_STATED PROBLEM 1_.
Show every line in the listing below that contains the string "crane", matching its case exactly.

_SOURCE DOCUMENT_.
[BEGIN]

Having gone through the full 6 part series of the Met, I now have the foundational content that I can build upon for more bite-sized material that is easier to market and easier to consume. I still say, no harm in going big right out of the gate, but I’m starting to find my stride.

Be on the lookout for a new and improved: STEM @ the Museum class with 3rd grade specific learning goals following CCSS-Math, NGSS and National Arts Standards, expert-led explorations with fun-pattern finding exercises through the Metropolitan Museum of Art’s virtual #metkids platform and assessment tools (easy quiz) for classroom integration.

With a product to sell, I will begin to rev back up my marketing plan and keep this party going.

Mondays @ the Museum: The Experiment Continues

There’s a risk in putting yourself out there. Since August, when I first came up with this crazy idea, published this website, created the M@M Facebook page, Instagram account, Teachers pay Teachers marketplace, Linked-in & Pinterest accounts, I’ve felt somewhat naked. There’s a certain comfort in hiding behind a resume, or behind the reputation of the company you work for. Going out on your own, without the staff or access to resources provided by an institution and promoting your own, self-made product related to the very thing that your resume touts as your professional expertise can be not only daunting, but down-right terrifying. That terror doesn’t even compare to the financial needs that must be filled, a major influencer in starting this in the first place, and the fear of ending up even worse off financially than when you started.

[END]

_STATED PROBLEM 2_.
Answer these questions about the blog post above, one line each:
(a) How many parts are in the Met series the writer went through?
(b) Which grade are the learning goals of the new STEM @ the Museum class meant for?
(c) In which month did the writer first come up with the idea?

_ENTRIES SUPPLIED_.
[BEGIN]

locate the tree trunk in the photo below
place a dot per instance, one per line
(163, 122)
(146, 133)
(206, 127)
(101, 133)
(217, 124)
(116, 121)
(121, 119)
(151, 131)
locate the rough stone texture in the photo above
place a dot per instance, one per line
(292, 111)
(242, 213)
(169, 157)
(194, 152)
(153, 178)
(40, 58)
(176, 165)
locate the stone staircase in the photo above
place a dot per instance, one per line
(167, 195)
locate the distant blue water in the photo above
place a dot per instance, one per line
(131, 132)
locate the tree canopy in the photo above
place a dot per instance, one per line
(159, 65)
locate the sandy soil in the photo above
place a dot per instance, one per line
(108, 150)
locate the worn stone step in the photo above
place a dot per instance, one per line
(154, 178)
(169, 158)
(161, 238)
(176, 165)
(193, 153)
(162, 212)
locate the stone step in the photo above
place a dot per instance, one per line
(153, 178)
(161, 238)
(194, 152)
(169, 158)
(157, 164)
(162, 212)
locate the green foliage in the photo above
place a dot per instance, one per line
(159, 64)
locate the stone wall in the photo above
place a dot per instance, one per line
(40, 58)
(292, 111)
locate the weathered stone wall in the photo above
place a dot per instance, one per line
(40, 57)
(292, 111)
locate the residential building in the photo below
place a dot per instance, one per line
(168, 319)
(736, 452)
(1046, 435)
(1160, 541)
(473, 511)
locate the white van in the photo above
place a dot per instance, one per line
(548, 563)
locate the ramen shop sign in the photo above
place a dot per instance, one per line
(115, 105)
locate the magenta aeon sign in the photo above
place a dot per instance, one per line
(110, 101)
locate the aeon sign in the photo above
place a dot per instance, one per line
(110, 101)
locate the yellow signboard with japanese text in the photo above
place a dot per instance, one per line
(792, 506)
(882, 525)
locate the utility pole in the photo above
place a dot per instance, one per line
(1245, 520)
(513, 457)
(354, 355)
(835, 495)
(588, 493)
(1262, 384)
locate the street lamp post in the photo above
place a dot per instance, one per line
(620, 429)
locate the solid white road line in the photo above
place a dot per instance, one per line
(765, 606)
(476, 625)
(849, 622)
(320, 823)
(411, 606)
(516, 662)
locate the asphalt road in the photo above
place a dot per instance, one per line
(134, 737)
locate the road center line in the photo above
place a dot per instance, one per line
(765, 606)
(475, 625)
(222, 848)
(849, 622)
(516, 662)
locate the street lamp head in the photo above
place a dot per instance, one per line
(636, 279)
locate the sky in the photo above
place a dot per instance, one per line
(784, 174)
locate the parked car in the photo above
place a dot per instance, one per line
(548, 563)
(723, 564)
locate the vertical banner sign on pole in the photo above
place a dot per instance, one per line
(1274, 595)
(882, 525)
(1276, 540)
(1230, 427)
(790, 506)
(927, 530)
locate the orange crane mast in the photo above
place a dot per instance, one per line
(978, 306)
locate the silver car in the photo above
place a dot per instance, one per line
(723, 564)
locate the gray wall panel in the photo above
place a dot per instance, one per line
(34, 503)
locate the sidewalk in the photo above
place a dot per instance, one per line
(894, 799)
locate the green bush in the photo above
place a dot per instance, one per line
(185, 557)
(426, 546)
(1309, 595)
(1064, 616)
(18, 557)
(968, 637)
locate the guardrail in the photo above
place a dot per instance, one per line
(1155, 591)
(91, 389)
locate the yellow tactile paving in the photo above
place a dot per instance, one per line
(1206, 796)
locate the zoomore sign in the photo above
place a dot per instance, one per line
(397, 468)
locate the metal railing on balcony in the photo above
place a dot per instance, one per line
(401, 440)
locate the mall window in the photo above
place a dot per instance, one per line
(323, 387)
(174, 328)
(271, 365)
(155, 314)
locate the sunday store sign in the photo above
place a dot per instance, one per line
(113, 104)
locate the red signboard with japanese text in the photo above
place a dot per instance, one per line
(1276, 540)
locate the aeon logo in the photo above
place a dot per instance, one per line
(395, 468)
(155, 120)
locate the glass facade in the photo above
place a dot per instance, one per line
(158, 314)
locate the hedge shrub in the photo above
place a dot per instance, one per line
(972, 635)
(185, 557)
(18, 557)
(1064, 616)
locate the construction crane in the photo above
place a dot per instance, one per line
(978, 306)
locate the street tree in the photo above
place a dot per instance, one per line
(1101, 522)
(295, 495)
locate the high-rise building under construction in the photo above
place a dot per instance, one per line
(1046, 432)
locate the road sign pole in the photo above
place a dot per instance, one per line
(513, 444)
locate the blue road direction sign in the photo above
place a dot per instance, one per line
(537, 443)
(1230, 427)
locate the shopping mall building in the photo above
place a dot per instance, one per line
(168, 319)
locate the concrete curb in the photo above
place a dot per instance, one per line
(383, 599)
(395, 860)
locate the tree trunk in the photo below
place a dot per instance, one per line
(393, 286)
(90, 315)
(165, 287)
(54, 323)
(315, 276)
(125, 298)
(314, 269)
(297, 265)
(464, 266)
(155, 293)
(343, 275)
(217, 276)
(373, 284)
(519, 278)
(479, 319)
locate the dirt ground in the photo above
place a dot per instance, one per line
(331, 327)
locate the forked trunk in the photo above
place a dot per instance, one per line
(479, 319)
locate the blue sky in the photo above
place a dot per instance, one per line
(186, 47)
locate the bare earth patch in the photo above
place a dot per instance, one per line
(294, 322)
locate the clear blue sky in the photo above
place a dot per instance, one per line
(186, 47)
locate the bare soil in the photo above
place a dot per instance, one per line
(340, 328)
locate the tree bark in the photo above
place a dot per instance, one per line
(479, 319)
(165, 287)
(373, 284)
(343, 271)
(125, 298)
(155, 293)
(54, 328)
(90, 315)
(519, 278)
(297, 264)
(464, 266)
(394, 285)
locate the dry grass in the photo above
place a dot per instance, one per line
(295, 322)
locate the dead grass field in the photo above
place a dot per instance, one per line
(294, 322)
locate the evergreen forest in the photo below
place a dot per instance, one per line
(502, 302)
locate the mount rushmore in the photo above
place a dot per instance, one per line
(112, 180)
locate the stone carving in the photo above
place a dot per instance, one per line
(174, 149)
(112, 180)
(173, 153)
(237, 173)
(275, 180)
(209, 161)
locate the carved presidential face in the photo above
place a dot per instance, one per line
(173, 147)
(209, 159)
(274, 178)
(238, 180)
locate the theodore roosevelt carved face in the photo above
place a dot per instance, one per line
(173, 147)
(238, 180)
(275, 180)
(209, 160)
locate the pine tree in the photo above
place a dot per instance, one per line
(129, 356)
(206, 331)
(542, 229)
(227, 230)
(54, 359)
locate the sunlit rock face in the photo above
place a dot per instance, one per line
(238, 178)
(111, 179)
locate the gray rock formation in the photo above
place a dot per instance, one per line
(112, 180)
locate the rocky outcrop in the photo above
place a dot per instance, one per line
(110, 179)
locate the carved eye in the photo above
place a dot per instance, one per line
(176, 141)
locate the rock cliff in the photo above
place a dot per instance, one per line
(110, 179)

[END]

_TASK RESULT 1_.
locate the orange crane mast in the photo above
locate the construction crane in the photo above

_TASK RESULT 2_.
(a) 6
(b) 3rd grade
(c) August